• **To be done**
Skip any picture you find and retype all the remaining lines exactly.

• **Excerpts from a detection dataset**
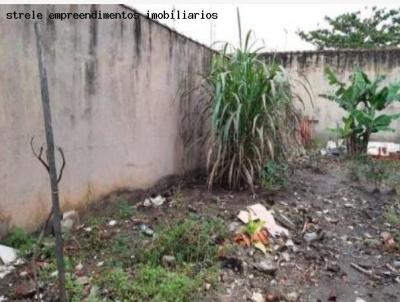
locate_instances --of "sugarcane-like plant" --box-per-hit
[321,68,400,155]
[207,32,299,190]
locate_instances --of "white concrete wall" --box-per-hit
[0,5,212,235]
[266,48,400,142]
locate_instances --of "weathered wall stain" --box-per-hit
[0,5,212,234]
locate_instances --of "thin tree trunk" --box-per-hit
[35,22,67,302]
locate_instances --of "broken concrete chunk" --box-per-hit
[303,232,318,242]
[228,221,240,233]
[238,203,289,237]
[140,224,154,237]
[0,244,18,265]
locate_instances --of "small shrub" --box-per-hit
[143,218,227,264]
[321,68,400,155]
[207,32,305,191]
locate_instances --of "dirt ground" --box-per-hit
[0,160,400,302]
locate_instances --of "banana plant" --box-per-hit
[321,68,400,155]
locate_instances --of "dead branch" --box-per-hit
[31,136,66,183]
[31,136,50,172]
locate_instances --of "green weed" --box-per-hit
[2,227,36,256]
[118,199,134,219]
[143,218,228,264]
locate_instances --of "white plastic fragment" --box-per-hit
[143,195,165,207]
[150,195,165,207]
[367,142,400,156]
[0,244,17,265]
[108,220,117,226]
[238,203,289,237]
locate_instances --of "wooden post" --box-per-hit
[35,21,67,302]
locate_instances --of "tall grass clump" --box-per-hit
[207,32,300,190]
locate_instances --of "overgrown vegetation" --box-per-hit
[207,32,299,189]
[298,7,400,49]
[92,217,227,302]
[143,218,228,266]
[322,68,400,155]
[99,265,201,302]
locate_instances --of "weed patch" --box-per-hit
[98,265,206,302]
[143,218,228,265]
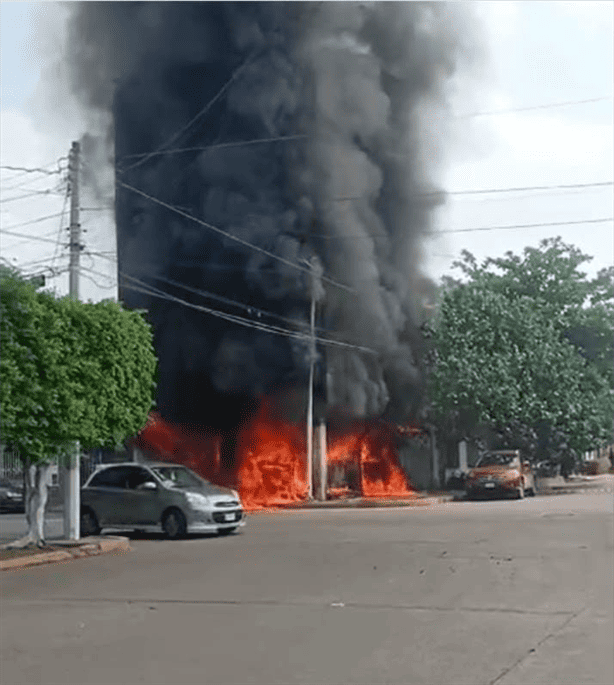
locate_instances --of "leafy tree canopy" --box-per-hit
[431,238,614,453]
[0,268,156,461]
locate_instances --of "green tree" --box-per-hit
[0,268,156,544]
[430,238,614,456]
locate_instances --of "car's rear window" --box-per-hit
[89,466,131,488]
[477,454,518,466]
[151,466,204,488]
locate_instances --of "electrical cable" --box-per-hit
[120,133,307,166]
[454,95,612,119]
[51,190,69,266]
[0,156,68,179]
[120,273,377,354]
[122,48,260,173]
[117,181,356,293]
[0,188,57,204]
[1,212,62,231]
[0,228,67,245]
[431,216,614,235]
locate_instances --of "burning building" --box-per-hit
[65,2,476,501]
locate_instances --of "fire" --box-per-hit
[137,401,415,509]
[328,426,415,497]
[237,402,307,508]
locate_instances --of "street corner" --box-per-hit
[0,536,131,571]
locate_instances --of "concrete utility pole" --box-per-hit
[307,262,316,499]
[64,142,83,540]
[318,419,328,502]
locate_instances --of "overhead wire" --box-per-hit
[122,48,260,173]
[0,228,68,245]
[454,95,612,119]
[117,181,355,292]
[431,216,614,235]
[120,273,377,354]
[51,184,70,274]
[1,212,62,231]
[0,156,68,180]
[0,188,63,204]
[120,133,307,167]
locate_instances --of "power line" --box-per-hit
[51,190,70,266]
[120,273,377,354]
[0,188,57,204]
[444,181,614,195]
[329,181,614,202]
[122,48,259,173]
[311,217,614,240]
[146,276,334,330]
[433,216,614,235]
[116,133,307,166]
[0,231,56,250]
[0,228,67,245]
[117,181,355,292]
[0,157,68,179]
[455,95,612,119]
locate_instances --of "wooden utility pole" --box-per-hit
[64,142,83,540]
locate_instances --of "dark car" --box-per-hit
[0,480,24,512]
[466,450,535,499]
[81,463,245,538]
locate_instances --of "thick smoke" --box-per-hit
[63,2,476,427]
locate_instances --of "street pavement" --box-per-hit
[0,492,614,685]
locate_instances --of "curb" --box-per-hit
[537,485,613,497]
[244,495,453,514]
[0,536,131,571]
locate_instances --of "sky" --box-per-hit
[0,0,614,301]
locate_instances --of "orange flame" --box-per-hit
[237,402,307,508]
[136,401,415,509]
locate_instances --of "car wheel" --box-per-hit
[79,509,102,537]
[162,509,188,540]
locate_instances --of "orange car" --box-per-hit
[466,450,535,499]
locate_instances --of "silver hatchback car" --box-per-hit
[81,463,245,538]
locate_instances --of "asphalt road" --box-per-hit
[0,493,614,685]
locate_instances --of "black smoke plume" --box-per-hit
[69,2,470,428]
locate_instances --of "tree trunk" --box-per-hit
[7,461,49,548]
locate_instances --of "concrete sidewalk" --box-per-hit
[537,473,614,495]
[0,535,131,571]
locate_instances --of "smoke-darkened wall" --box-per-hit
[65,2,478,429]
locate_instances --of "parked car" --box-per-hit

• **Solution for this exercise**
locate_instances --of "sugarcane-like plant" --box-per-hit
[321,68,400,155]
[207,32,299,190]
locate_instances --of "white concrete wall" --box-per-hit
[0,5,212,235]
[266,48,400,142]
locate_instances --of "weathered wall stain" --box-per-hit
[0,5,212,234]
locate_instances --of "thin tree trunk" --box-per-hit
[35,22,67,302]
locate_instances --of "broken concrete chunk" --box-per-hit
[303,232,318,242]
[228,221,240,233]
[238,203,289,237]
[140,224,154,237]
[0,244,18,265]
locate_instances --of "small shrub" --box-per-hit
[143,218,227,264]
[321,68,400,155]
[207,32,305,191]
locate_instances --of "dirt ground" --box-per-hit
[0,160,400,302]
locate_instances --of "banana plant" --box-per-hit
[321,68,400,155]
locate_instances --of "dead branch" --box-per-hit
[31,136,66,183]
[31,136,50,172]
locate_instances --of "green weed" --box-per-hit
[2,227,36,256]
[118,199,134,219]
[143,218,228,264]
locate_instances --of "white plastic fragment" --box-per-hit
[143,195,165,207]
[150,195,165,207]
[367,142,400,156]
[0,244,17,265]
[108,220,117,226]
[238,203,289,237]
locate_instances --of "wooden post" --box-per-hit
[35,21,67,302]
locate_instances --of "tall grass clump" --box-per-hit
[207,32,300,190]
locate_instances --of "overgrown vegetation" --box-per-hit
[207,32,299,189]
[298,7,400,49]
[92,217,227,302]
[143,218,228,266]
[322,68,400,155]
[99,265,201,302]
locate_instances --of "weed patch" --box-per-hit
[98,265,206,302]
[143,218,228,265]
locate_instances --of "leafy tree canopy" --box-per-hit
[431,238,614,453]
[0,268,156,461]
locate_instances --of "green tree" --box-per-hit
[0,268,156,544]
[430,238,614,456]
locate_instances --of "car's rear window" --box-per-hit
[89,466,131,488]
[477,454,518,466]
[151,466,204,488]
locate_instances --of "electrical cable" --box-per-hit
[120,133,307,166]
[454,95,612,119]
[51,190,69,266]
[0,156,68,179]
[120,273,377,354]
[122,48,260,173]
[117,181,356,293]
[0,188,57,204]
[1,212,62,231]
[0,228,67,245]
[431,216,614,235]
locate_instances --of "burning building" --box-per-hit
[65,2,476,501]
locate_instances --of "fire" --box-per-hit
[137,401,415,509]
[328,426,415,497]
[237,402,307,508]
locate_instances --of "street corner" --box-per-hit
[0,536,131,571]
locate_instances --of "concrete utility pole" --box-per-hit
[307,262,316,499]
[64,142,83,540]
[318,419,328,502]
locate_instances --of "overhead wire" --box-per-hit
[122,48,260,173]
[0,228,68,245]
[454,95,612,119]
[117,181,355,292]
[431,216,614,235]
[120,273,377,354]
[51,184,70,274]
[1,212,62,231]
[0,156,68,180]
[0,188,63,204]
[120,133,307,167]
locate_instances --of "power line" --box-per-hit
[51,190,70,266]
[120,273,377,354]
[0,188,57,204]
[444,181,614,195]
[329,181,614,202]
[122,48,259,173]
[311,217,614,240]
[146,276,334,330]
[433,216,614,235]
[116,133,307,166]
[0,231,56,250]
[0,228,67,245]
[117,181,355,292]
[0,157,68,179]
[455,95,612,119]
locate_instances --of "wooden utility pole" --box-per-hit
[64,142,83,540]
locate_instances --of "dark car" --box-per-hit
[0,480,24,512]
[466,450,535,499]
[81,463,245,538]
locate_instances --of "thick smoke" --box-per-hit
[63,2,476,427]
locate_instances --of "street pavement" --box-per-hit
[0,492,614,685]
locate_instances --of "curb" --box-per-hit
[537,485,613,497]
[244,495,453,514]
[0,536,131,571]
locate_instances --of "sky" --box-per-hit
[0,0,614,301]
locate_instances --of "orange flame" --box-per-hit
[237,402,307,508]
[136,401,415,509]
locate_instances --of "car wheel" --box-per-hit
[79,509,102,537]
[162,509,188,540]
locate_instances --of "orange car" --box-per-hit
[466,450,535,499]
locate_instances --of "silver hatchback car" --box-per-hit
[81,463,245,538]
locate_instances --of "asphalt road" --box-per-hit
[0,493,614,685]
locate_instances --of "black smoke plume" --box-per-hit
[69,2,470,428]
locate_instances --of "tree trunk" --box-per-hit
[7,461,49,548]
locate_instances --of "concrete sidewalk" --box-per-hit
[537,473,614,495]
[0,535,131,571]
locate_instances --of "smoke-darkened wall" --box-per-hit
[65,2,478,429]
locate_instances --of "parked car" --box-per-hit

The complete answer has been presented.